Passage:
____

In Benue, it’s rain of sorrows, tears, blood


The tears have refused to dry; the blood flowing ceaselessly. Twenty villages set ablaze, about 30 persons killed.
You are welcome to Tse, Chembe, Ikyunkyundu, Akuur, Atoga and several villages in the Agatu Local Government area of Benue State where herdsmen have continued a reign of terror. For over six years now, several communities in the state have been under attack by armed Fulani herdsmen with the attendant destruction of farmsteads, loss of lives and displacement of large numbers of inhabitants.
From Kwande, Gwer West, Makurdi, to Logo and Agatu local government areas, the pastoral Fulani have continued to torment and maim innocent and defenceless locals. Horrendous as the Boko Haram killings are, the blood-letting in clashes between farmers and herdsmen may actually be worse as it is a nationwide menace. The primary cause of these conflicts is grazing during which herds of cows stray into or are deliberately led into farmlands with resultant large-scale destruction of crops.
Among the several efforts to stem these conflicts in Benue was the setting up by the Benue State Governor, Gabriel Suswam, of a Peace and Reconciliation Committee headed by retired Brigadier General Atom Kpera. The committee, comprising many top political leaders in the state went round the state meeting Fulani and community leaders with the aim of brokering permanent peace. Unfortunately, these efforts have yielded little or no results, as the conflicts continue to create more orphans and widows. Last month, the herdsmens intensified their attacks in Logo, the very hometown of the state governor, Suswam, ransacking villages likeTse Chembe, Ikyukyundu, Akuur, Atoga and many others.

____

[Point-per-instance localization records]
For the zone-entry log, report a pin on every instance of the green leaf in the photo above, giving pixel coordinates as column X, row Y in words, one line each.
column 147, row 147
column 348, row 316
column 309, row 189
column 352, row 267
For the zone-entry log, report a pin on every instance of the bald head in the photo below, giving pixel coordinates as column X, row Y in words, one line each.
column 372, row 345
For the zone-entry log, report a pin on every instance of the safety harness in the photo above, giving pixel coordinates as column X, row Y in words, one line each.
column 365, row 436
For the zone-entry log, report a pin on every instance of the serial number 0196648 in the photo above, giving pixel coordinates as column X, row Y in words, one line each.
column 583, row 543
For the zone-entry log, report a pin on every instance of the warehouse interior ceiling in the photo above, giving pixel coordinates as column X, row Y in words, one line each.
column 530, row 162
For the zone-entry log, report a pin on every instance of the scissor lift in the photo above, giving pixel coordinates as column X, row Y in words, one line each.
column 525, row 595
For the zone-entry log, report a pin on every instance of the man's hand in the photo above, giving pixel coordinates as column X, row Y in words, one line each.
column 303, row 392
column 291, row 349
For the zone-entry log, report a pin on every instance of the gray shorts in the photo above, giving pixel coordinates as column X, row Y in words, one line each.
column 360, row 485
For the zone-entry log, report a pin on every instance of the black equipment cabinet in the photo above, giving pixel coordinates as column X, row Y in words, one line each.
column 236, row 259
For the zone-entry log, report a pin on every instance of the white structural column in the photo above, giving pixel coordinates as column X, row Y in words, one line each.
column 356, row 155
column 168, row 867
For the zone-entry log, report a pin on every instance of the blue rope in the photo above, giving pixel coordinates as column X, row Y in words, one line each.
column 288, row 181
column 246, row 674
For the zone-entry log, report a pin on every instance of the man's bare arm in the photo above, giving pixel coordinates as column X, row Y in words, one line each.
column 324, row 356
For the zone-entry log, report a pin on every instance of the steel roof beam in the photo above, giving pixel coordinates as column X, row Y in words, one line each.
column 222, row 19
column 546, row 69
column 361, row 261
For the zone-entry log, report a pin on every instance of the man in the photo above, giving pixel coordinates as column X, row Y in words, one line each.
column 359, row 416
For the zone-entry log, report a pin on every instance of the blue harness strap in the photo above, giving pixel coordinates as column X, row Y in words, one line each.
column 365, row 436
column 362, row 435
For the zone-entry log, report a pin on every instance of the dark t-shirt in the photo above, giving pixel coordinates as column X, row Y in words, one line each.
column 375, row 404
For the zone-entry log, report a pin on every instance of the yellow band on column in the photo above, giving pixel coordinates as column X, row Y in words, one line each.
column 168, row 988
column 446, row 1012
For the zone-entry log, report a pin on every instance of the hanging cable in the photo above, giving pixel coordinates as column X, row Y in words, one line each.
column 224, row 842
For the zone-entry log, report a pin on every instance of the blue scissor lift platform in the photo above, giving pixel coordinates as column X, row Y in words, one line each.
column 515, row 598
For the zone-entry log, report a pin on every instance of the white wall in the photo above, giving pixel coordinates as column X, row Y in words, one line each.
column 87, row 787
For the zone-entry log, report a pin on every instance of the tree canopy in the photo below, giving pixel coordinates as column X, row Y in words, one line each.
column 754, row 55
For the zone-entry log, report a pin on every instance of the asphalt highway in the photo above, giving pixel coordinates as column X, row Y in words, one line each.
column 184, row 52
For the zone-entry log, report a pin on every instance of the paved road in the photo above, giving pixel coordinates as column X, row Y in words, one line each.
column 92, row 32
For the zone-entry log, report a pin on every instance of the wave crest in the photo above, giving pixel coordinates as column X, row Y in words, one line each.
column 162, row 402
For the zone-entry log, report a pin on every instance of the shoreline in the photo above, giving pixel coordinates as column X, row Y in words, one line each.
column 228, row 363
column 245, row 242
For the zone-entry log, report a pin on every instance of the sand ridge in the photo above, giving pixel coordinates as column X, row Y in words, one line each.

____

Task details: Please update the article on the Benue attacks from "You are welcome" up to and including "numbers of inhabitants.", changing "reign of terror" to "campaign of terror". The records are separate material, apart from the article on the Benue attacks.

Solved exercise:
You are welcome to Tse, Chembe, Ikyunkyundu, Akuur, Atoga and several villages in the Agatu Local Government area of Benue State where herdsmen have continued a campaign of terror. For over six years now, several communities in the state have been under attack by armed Fulani herdsmen with the attendant destruction of farmsteads, loss of lives and displacement of large numbers of inhabitants.